---------- Excerpted records
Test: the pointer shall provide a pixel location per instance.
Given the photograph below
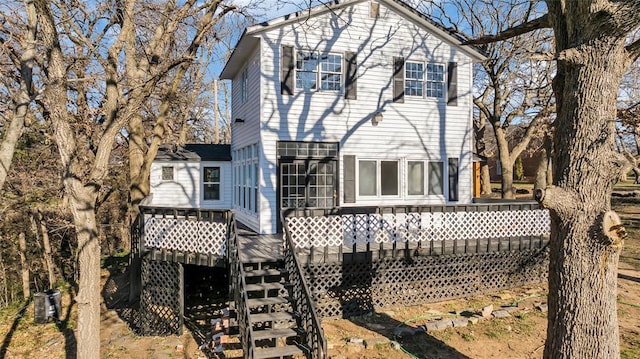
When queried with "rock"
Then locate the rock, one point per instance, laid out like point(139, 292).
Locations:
point(372, 342)
point(444, 324)
point(375, 326)
point(405, 331)
point(486, 311)
point(460, 322)
point(431, 327)
point(501, 314)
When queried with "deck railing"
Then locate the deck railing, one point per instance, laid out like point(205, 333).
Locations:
point(239, 293)
point(421, 230)
point(193, 236)
point(313, 334)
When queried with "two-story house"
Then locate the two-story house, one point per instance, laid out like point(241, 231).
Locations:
point(351, 103)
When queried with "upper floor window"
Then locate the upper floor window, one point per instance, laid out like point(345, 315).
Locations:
point(211, 183)
point(435, 80)
point(318, 71)
point(244, 86)
point(421, 80)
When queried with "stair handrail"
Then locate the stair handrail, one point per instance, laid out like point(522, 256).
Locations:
point(313, 334)
point(239, 293)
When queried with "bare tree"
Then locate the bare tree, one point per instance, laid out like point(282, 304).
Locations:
point(98, 77)
point(19, 47)
point(594, 47)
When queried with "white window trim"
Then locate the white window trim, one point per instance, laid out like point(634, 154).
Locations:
point(379, 194)
point(244, 161)
point(244, 86)
point(319, 72)
point(425, 173)
point(219, 183)
point(173, 179)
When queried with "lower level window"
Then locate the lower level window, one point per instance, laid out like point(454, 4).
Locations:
point(436, 178)
point(211, 182)
point(374, 175)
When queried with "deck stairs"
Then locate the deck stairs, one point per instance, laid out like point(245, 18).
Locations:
point(276, 333)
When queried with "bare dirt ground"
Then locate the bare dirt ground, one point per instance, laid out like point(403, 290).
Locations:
point(520, 336)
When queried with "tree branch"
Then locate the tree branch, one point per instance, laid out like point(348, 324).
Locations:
point(634, 50)
point(536, 24)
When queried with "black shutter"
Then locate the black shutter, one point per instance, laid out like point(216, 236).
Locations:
point(398, 79)
point(351, 76)
point(349, 163)
point(287, 67)
point(453, 179)
point(452, 84)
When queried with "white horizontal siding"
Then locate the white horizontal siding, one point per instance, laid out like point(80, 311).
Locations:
point(419, 128)
point(185, 191)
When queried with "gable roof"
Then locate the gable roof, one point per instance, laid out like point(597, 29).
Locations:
point(194, 152)
point(248, 41)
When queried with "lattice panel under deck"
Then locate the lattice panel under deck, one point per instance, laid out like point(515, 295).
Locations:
point(348, 289)
point(335, 230)
point(185, 235)
point(161, 298)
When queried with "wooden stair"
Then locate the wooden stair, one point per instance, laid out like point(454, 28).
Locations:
point(275, 328)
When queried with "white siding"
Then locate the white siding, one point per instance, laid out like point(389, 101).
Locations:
point(248, 132)
point(419, 128)
point(185, 191)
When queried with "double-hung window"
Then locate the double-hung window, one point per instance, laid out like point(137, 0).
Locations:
point(167, 173)
point(435, 80)
point(424, 80)
point(315, 71)
point(244, 86)
point(414, 78)
point(211, 183)
point(378, 178)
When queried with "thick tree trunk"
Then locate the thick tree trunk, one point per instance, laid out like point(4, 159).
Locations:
point(542, 171)
point(88, 298)
point(22, 243)
point(585, 243)
point(16, 126)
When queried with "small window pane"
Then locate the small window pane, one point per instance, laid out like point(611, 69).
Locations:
point(212, 192)
point(367, 178)
point(167, 173)
point(435, 80)
point(415, 178)
point(389, 178)
point(212, 174)
point(435, 178)
point(414, 75)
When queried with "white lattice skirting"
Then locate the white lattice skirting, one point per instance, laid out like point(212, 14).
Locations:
point(186, 235)
point(309, 232)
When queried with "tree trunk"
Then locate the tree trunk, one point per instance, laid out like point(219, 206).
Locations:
point(585, 243)
point(22, 243)
point(47, 249)
point(485, 179)
point(14, 131)
point(88, 298)
point(541, 171)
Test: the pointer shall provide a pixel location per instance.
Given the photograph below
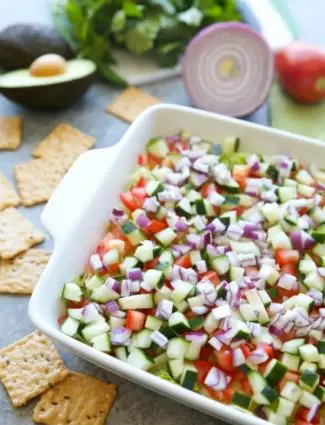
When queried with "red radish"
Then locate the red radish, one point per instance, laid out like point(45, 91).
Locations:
point(228, 68)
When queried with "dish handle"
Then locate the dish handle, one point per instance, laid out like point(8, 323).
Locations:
point(71, 196)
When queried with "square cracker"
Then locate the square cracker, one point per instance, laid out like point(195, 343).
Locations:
point(130, 103)
point(17, 234)
point(78, 400)
point(8, 194)
point(10, 132)
point(65, 142)
point(30, 366)
point(37, 178)
point(20, 275)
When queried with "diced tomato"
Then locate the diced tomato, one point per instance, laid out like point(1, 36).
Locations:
point(141, 182)
point(151, 264)
point(142, 160)
point(130, 202)
point(286, 256)
point(207, 354)
point(224, 359)
point(289, 268)
point(135, 320)
point(289, 376)
point(184, 261)
point(302, 414)
point(207, 188)
point(139, 193)
point(61, 319)
point(74, 304)
point(203, 368)
point(211, 276)
point(156, 226)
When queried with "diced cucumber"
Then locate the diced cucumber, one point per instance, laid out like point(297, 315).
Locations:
point(308, 400)
point(292, 346)
point(284, 407)
point(309, 353)
point(143, 338)
point(230, 145)
point(104, 294)
point(144, 253)
point(309, 380)
point(176, 368)
point(158, 147)
point(166, 236)
point(102, 342)
point(177, 348)
point(189, 376)
point(220, 264)
point(291, 361)
point(274, 372)
point(91, 331)
point(121, 353)
point(179, 323)
point(136, 302)
point(128, 263)
point(242, 400)
point(70, 326)
point(139, 359)
point(153, 323)
point(291, 391)
point(72, 292)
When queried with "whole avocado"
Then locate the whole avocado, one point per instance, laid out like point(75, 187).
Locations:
point(20, 44)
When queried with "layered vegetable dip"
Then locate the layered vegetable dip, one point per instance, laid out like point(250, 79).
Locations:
point(211, 275)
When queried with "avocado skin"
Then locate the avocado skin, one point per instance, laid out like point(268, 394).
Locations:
point(20, 44)
point(51, 96)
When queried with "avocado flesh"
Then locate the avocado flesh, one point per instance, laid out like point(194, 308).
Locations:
point(48, 93)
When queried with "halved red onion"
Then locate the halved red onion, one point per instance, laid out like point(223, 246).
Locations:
point(228, 68)
point(301, 240)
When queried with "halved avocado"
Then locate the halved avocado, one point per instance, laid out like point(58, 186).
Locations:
point(52, 92)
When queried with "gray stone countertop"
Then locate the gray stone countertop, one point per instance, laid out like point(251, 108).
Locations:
point(134, 405)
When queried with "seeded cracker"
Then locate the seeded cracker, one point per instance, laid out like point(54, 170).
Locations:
point(30, 366)
point(65, 142)
point(20, 275)
point(78, 400)
point(10, 133)
point(36, 179)
point(8, 195)
point(17, 234)
point(130, 103)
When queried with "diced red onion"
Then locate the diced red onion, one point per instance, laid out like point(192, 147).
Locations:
point(151, 204)
point(159, 339)
point(238, 357)
point(301, 240)
point(215, 343)
point(164, 309)
point(125, 288)
point(142, 221)
point(258, 356)
point(134, 274)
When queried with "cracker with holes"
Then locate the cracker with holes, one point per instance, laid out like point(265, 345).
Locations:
point(30, 366)
point(78, 400)
point(130, 103)
point(36, 179)
point(20, 274)
point(65, 142)
point(17, 234)
point(10, 133)
point(8, 194)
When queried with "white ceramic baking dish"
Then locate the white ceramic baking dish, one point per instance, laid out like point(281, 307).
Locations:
point(77, 214)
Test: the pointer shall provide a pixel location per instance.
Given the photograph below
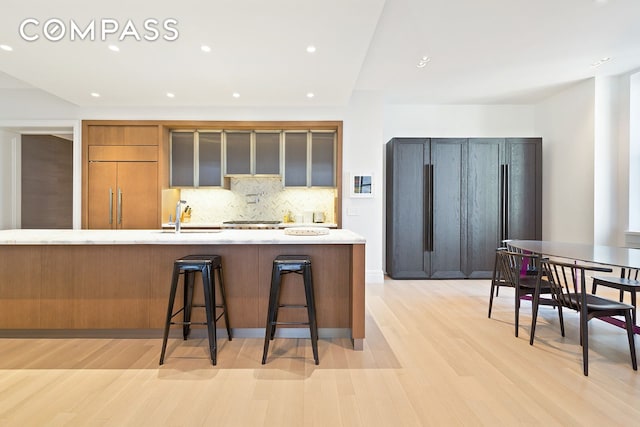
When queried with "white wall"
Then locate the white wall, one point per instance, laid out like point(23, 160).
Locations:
point(459, 121)
point(363, 153)
point(9, 143)
point(633, 158)
point(566, 124)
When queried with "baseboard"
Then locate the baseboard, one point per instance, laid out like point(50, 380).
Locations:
point(374, 276)
point(175, 332)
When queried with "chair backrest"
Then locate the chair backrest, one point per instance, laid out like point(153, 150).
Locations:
point(566, 279)
point(629, 273)
point(509, 265)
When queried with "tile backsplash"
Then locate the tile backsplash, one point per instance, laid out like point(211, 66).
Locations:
point(256, 199)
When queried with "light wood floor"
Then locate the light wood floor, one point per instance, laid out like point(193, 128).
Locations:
point(431, 357)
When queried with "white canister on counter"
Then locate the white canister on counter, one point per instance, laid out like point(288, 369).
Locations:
point(308, 217)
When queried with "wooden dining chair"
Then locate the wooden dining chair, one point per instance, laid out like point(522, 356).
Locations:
point(510, 270)
point(567, 282)
point(627, 282)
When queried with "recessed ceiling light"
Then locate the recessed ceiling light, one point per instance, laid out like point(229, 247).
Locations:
point(600, 61)
point(423, 62)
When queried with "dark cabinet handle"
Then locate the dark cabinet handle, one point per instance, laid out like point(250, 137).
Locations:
point(431, 208)
point(502, 213)
point(506, 202)
point(426, 194)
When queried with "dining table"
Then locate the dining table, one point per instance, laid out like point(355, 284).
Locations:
point(610, 256)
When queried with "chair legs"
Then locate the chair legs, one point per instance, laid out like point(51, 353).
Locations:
point(632, 345)
point(188, 266)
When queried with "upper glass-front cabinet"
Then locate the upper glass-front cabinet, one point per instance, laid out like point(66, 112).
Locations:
point(204, 158)
point(310, 159)
point(253, 153)
point(196, 159)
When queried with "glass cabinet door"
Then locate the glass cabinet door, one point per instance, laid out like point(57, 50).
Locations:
point(295, 159)
point(210, 159)
point(238, 153)
point(323, 159)
point(182, 159)
point(267, 153)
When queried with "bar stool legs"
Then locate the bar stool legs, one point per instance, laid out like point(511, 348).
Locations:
point(187, 267)
point(285, 264)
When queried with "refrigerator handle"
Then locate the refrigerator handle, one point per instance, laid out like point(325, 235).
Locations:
point(119, 206)
point(110, 205)
point(502, 196)
point(506, 201)
point(430, 208)
point(426, 194)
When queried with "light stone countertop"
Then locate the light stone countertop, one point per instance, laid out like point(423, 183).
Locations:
point(185, 225)
point(169, 237)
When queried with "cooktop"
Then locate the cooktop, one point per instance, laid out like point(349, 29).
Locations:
point(251, 221)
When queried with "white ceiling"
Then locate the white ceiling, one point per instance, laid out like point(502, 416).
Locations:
point(481, 51)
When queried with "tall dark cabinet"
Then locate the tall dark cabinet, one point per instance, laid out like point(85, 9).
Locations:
point(451, 201)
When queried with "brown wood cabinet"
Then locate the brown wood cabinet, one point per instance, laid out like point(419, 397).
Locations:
point(123, 195)
point(121, 189)
point(123, 135)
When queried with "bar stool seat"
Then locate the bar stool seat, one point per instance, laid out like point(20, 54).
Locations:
point(187, 267)
point(285, 264)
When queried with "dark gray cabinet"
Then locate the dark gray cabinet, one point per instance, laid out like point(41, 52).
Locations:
point(451, 201)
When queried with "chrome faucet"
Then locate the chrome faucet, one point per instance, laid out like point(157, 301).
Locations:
point(177, 222)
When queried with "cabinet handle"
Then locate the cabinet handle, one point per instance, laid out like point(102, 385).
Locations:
point(427, 207)
point(110, 205)
point(506, 202)
point(502, 194)
point(119, 206)
point(430, 208)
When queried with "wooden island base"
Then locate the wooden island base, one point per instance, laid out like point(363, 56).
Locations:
point(126, 286)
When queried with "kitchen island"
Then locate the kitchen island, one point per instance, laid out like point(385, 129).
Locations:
point(103, 280)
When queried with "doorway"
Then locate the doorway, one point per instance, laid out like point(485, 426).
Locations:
point(47, 181)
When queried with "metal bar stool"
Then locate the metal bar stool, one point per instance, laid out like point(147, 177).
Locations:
point(188, 266)
point(285, 264)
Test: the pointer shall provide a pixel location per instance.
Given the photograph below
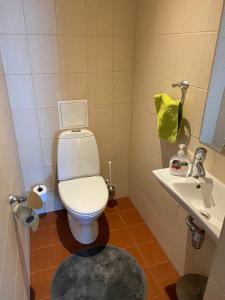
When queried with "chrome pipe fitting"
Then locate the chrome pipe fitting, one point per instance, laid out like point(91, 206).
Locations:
point(198, 234)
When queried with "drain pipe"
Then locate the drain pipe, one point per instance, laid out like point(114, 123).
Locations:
point(198, 234)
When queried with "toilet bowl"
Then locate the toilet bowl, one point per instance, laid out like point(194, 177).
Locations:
point(85, 199)
point(83, 191)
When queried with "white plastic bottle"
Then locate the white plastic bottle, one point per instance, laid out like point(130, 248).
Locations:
point(179, 164)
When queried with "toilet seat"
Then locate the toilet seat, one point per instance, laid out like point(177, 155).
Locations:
point(84, 196)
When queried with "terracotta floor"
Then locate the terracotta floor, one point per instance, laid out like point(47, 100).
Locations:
point(120, 225)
--------------------
• [Work to complete]: Select each line above that contains the word "canister".

• [Reply to the task]:
When queried with "white canister on counter"
Then locate the white canister on counter, one point per instance, laid out like point(288, 369).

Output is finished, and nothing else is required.